## Trecho
O sinal amarelo foi acesso nas últimas semanas, quando algumas distribuidoras notificaram geradores sobre potenciais impactos, classificando-os como evento de “força maior”, o que poderia afetar o cumprimento de obrigações contratuais. E, no mercado livre, alguns consumidores pediram liminar na Justiça isentando-os do cumprimento dos contratos.

Apesar da preocupação, Bähr, que defende a implementação de uma linha especial de crédito para as distribuidoras, avalia positivamente as medidas emergenciais adotadas pelo governo, tanto para o setor elétrico, quanto para a economia. A empresa, por exemplo, deu entrada no pedido de suspensão temporária de amortizações de empréstimos (standstill) para alguns de seus projetos de infraestrutura junto ao BNDES por seis meses, medida emergencial lançada pelo banco de fomento para preservar o caixa das empresas.

“Acredito que tenhamos uma resposta nas próximas duas semanas”, afirmou o executivo “É uma medida muito bem desenhada para este momento”.

De acordo com ele, de maneira geral, as prioridades hoje são o cuidado com funcionários e pessoas, a continuidade das atividades essenciais e a preservação do caixa das empresas.

## Material fornecido
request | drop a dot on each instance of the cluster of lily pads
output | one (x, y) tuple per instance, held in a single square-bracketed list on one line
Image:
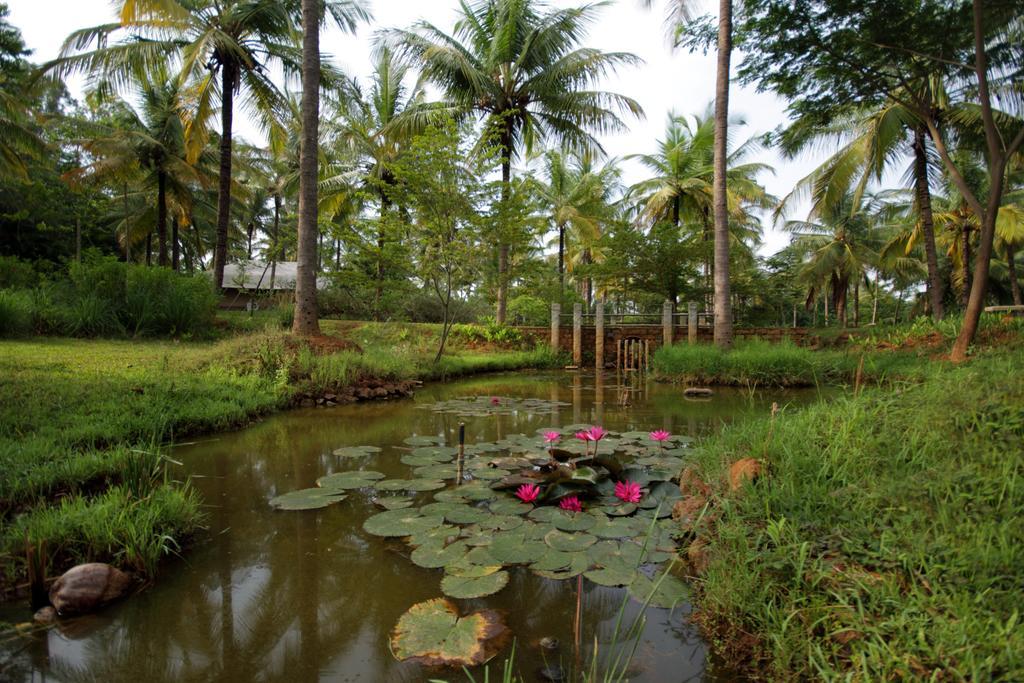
[(474, 407), (562, 503)]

## Instruções
1. Indique se cada afirmação concorda com o trecho sobre o setor elétrico, respondendo sim ou não e citando as palavras do trecho que decidem a questão: (a) Bähr defende uma linha especial de crédito para as distribuidoras. (b) A empresa pediu ao BNDES a suspensão temporária de amortizações por doze meses. (c) No mercado livre, alguns consumidores recorreram à Justiça para não cumprir os contratos.
2. Liste todas as prioridades atuais apontadas no trecho sobre o setor elétrico.
A listagem é um material independente do trecho.

## Exercícios resolvidos
1.
(a) Sim: "defende a implementação de uma linha especial de crédito para as distribuidoras".
(b) Não: "junto ao BNDES por seis meses".
(c) Sim: "no mercado livre, alguns consumidores pediram liminar na Justiça isentando-os do cumprimento dos contratos".

2.
- O cuidado com funcionários e pessoas
- A continuidade das atividades essenciais
- A preservação do caixa das empresas